→ **Text section**
┌──

Last factor before an example $$ G(s) = \dfrac{1}{1 + \dfrac{s}{\omega_1}} $$
$$ G(j\omega) = \dfrac{1}{1 + \dfrac{j\omega}{\omega_1}} $$
Case $\omega \ll \omega_1$: $$ G(j\omega) \approx 1 $$
$$ |G(j\omega)| = 1 $$
$$ arg(G(j\omega)) = 0^\circ $$
Case $\omega = \omega_1$: $$ G(j\omega) = \dfrac{1}{1 + j} $$
$$ |G(j\omega)| = \dfrac{1}{\sqrt{1^2 + 1^2}} = \dfrac{1}{\sqrt{2}} $$
$$ arg(G(j\omega)) = -45^\circ $$
Case $\omega \gg \omega_1$: $$ G(j\omega) \approx \dfrac{1}{j \dfrac{\omega}{\omega_1}} $$
$$ |G(j\omega)| = \dfrac{1}{\dfrac{\omega}{\omega_1}} = \dfrac{\omega_1}{\omega} $$
$$ arg(G(j\omega)) = -90^\circ $$
Standard form
We’ll usually want to rewrite our transfer functions into these standard factor forms.
Let’s take an example to see why
Example
$$ \begin{align*} G(s) & = \dfrac{3(1 + s)e^{-0.5s}}{s(s + 2)(s + 3)} \newline & = \dfrac{3(1 + s)e^{-0.5s}}{2s(1 + \frac{s}{2})(s + 3)} \newline & = \dfrac{3(1 + s)e^{-0.5s}}{6s(1 + \frac{s}{2})(1 + \frac{s}{3})} \newline & = \boxed{\dfrac{0.5(1 + s)e^{-0.5s}}{s(1 + \frac{s}{2})(1 + \frac{s}{3})}} \end{align*} $$
This is now in standard form. $$ G(j\omega) = \boxed{\dfrac{0.5(1 + j\omega)e^{-0.5j\omega}}{j\omega(1 + \frac{j\omega}{2})(1 + \frac{j\omega}{3})}} $$

└──

→ **Given instruction 1**
In the transfer function text, what phase angle does the first-order factor have when ω equals ω1?
→ **Given instruction 2**
Report every line of the entries that contains the word "beach".
The transfer function text and the entries are unrelated material.

→ **Dataset rows**
┌──

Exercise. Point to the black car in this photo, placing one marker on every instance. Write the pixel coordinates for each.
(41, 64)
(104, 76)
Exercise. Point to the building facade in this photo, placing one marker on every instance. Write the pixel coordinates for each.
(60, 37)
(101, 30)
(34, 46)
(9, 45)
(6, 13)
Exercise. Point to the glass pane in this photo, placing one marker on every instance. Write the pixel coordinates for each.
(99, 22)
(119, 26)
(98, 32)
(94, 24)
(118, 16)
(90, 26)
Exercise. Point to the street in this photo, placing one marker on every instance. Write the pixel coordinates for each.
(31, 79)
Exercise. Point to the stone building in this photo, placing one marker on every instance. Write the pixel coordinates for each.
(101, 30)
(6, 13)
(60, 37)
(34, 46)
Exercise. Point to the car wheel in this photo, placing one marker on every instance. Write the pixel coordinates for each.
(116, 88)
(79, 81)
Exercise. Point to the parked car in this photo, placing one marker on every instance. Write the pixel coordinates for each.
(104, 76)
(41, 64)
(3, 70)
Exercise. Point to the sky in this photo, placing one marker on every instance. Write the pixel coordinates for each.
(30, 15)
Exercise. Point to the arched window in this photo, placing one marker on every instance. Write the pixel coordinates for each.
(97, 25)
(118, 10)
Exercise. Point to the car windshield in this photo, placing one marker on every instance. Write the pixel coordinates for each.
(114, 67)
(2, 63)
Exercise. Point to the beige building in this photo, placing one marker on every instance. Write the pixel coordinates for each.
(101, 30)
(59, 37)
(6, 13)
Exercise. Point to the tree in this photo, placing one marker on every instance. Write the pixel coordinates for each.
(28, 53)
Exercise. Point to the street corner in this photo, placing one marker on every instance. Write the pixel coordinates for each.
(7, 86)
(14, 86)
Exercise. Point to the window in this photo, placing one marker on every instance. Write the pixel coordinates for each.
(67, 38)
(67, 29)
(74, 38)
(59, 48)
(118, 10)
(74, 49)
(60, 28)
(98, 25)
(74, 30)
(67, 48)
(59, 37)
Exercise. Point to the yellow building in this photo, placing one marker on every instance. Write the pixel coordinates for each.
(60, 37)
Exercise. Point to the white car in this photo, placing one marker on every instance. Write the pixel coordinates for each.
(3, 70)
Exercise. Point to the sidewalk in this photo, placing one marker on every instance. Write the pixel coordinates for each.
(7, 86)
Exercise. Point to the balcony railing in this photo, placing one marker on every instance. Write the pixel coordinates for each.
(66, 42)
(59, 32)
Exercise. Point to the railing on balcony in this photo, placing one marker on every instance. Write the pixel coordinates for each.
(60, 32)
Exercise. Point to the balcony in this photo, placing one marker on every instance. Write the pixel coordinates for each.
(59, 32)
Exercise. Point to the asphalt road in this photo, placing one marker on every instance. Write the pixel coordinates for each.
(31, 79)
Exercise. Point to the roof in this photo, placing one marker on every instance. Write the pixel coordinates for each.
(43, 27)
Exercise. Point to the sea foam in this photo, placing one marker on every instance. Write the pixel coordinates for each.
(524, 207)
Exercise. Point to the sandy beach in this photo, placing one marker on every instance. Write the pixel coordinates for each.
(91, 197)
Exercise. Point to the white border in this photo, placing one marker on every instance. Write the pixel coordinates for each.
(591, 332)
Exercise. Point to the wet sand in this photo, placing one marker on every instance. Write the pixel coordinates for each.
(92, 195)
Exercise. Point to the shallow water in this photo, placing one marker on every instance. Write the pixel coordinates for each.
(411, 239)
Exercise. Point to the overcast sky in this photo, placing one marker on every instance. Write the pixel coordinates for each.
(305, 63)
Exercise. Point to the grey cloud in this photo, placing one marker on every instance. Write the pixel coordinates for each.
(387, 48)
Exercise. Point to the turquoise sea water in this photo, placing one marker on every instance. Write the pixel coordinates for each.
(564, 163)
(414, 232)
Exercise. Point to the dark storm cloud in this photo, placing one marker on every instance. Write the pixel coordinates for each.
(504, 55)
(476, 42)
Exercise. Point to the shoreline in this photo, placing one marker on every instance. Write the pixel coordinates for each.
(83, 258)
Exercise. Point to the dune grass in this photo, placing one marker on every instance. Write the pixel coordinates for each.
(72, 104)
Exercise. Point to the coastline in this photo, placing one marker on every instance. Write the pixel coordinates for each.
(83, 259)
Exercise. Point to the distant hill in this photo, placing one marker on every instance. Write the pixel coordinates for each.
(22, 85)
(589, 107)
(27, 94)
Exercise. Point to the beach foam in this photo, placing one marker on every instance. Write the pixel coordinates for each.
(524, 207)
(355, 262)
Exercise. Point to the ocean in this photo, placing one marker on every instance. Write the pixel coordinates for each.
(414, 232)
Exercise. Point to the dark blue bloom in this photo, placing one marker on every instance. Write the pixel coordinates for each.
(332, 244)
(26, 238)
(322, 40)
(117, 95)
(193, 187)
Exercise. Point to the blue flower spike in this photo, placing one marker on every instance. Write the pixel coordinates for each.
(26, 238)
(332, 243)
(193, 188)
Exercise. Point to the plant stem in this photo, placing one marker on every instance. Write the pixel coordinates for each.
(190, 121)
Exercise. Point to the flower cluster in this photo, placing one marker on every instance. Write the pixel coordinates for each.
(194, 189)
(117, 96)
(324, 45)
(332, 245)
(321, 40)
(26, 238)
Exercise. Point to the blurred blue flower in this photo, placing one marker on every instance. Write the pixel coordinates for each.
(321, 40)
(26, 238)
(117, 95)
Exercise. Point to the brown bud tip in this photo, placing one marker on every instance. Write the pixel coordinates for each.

└──

→ **Worked answer 1**
−45°

→ **Worked answer 2**
Exercise. Point to the sandy beach in this photo, placing one marker on every instance. Write the pixel coordinates for each.
Exercise. Point to the beach foam in this photo, placing one marker on every instance. Write the pixel coordinates for each.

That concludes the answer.